Task objective:
Give only the number of lines in the following entries where "bicycle" appears.

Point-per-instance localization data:
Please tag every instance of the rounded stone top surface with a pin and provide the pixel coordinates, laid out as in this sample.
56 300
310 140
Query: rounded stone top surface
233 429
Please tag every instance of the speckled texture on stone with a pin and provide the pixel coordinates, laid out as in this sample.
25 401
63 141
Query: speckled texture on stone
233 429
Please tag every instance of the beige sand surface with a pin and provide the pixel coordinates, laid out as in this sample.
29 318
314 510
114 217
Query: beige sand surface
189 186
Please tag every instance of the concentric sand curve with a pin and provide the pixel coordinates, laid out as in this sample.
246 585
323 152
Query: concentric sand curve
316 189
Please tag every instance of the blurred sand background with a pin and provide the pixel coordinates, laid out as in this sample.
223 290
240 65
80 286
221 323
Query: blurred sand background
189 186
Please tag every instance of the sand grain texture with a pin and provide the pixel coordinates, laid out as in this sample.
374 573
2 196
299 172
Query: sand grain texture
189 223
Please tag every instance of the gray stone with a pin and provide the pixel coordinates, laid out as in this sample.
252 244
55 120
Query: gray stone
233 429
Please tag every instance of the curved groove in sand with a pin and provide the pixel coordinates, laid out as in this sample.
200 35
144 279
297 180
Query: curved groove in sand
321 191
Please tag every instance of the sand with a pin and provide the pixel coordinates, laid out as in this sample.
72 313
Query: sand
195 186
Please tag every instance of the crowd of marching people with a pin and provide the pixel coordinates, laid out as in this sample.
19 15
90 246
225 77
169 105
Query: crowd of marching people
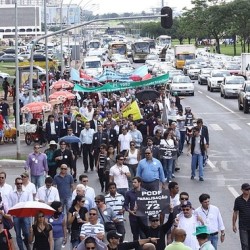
129 156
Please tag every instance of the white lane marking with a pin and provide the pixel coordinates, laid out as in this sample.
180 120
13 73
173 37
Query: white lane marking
223 106
233 191
234 126
210 164
215 126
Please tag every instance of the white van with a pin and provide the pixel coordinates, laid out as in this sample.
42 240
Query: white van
92 65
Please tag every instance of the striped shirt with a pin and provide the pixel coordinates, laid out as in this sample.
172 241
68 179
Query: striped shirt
116 203
89 229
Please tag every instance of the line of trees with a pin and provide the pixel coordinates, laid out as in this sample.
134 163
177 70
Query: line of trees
208 19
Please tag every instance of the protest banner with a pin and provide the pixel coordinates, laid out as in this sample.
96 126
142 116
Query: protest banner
152 203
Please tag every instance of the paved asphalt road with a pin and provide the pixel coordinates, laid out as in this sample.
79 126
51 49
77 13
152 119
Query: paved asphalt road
228 165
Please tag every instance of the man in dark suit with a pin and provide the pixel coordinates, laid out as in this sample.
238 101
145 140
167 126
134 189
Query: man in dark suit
64 122
77 125
112 135
100 137
153 148
95 122
52 129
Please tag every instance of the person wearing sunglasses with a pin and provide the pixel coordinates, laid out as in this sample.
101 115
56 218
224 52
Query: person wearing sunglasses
37 164
188 221
92 228
42 232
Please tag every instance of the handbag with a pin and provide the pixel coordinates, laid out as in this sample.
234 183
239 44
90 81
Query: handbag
108 225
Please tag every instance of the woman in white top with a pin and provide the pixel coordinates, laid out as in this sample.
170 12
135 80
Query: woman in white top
132 157
168 146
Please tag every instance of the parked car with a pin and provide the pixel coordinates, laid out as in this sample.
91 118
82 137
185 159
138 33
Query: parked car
10 58
204 74
231 86
182 85
216 78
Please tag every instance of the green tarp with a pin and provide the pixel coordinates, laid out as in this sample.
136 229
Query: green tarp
116 86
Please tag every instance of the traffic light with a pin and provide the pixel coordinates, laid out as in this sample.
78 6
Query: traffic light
166 21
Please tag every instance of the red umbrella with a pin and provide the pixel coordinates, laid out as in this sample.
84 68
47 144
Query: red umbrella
30 209
62 95
36 107
62 84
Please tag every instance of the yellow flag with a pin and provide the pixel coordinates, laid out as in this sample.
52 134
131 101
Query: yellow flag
132 109
83 118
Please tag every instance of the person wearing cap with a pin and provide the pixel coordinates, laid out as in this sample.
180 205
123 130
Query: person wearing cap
52 129
37 164
197 148
188 220
213 220
113 239
1 127
50 158
47 193
100 137
179 237
28 185
202 234
242 211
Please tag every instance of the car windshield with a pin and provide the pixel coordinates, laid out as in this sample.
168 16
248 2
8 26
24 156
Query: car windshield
237 80
221 74
95 64
181 80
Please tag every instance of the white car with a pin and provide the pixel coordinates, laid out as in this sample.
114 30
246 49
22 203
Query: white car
216 78
181 85
231 86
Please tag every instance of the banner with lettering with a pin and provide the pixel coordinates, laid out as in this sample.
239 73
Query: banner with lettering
152 203
116 86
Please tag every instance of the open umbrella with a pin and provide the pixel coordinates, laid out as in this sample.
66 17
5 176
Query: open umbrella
30 209
62 95
147 94
36 107
70 139
62 84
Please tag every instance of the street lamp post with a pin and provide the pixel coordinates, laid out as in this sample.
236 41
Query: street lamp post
17 118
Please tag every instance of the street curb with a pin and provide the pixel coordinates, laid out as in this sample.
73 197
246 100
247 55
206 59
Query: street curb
12 163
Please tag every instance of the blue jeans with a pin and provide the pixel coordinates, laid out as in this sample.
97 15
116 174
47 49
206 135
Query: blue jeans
58 243
214 240
22 227
182 140
38 180
197 158
244 239
168 168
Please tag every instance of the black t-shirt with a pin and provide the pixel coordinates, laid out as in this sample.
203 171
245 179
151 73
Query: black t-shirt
4 240
82 212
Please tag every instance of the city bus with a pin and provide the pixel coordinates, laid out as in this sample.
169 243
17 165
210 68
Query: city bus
163 40
117 48
140 50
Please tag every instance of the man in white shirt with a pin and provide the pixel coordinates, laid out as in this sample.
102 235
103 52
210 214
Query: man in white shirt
5 189
47 193
89 191
28 185
212 218
124 140
119 174
21 224
86 138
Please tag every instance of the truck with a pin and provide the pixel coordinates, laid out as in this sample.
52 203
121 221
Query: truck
244 97
245 65
182 53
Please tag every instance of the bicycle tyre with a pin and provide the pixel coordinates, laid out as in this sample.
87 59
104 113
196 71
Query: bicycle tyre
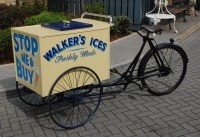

Result:
2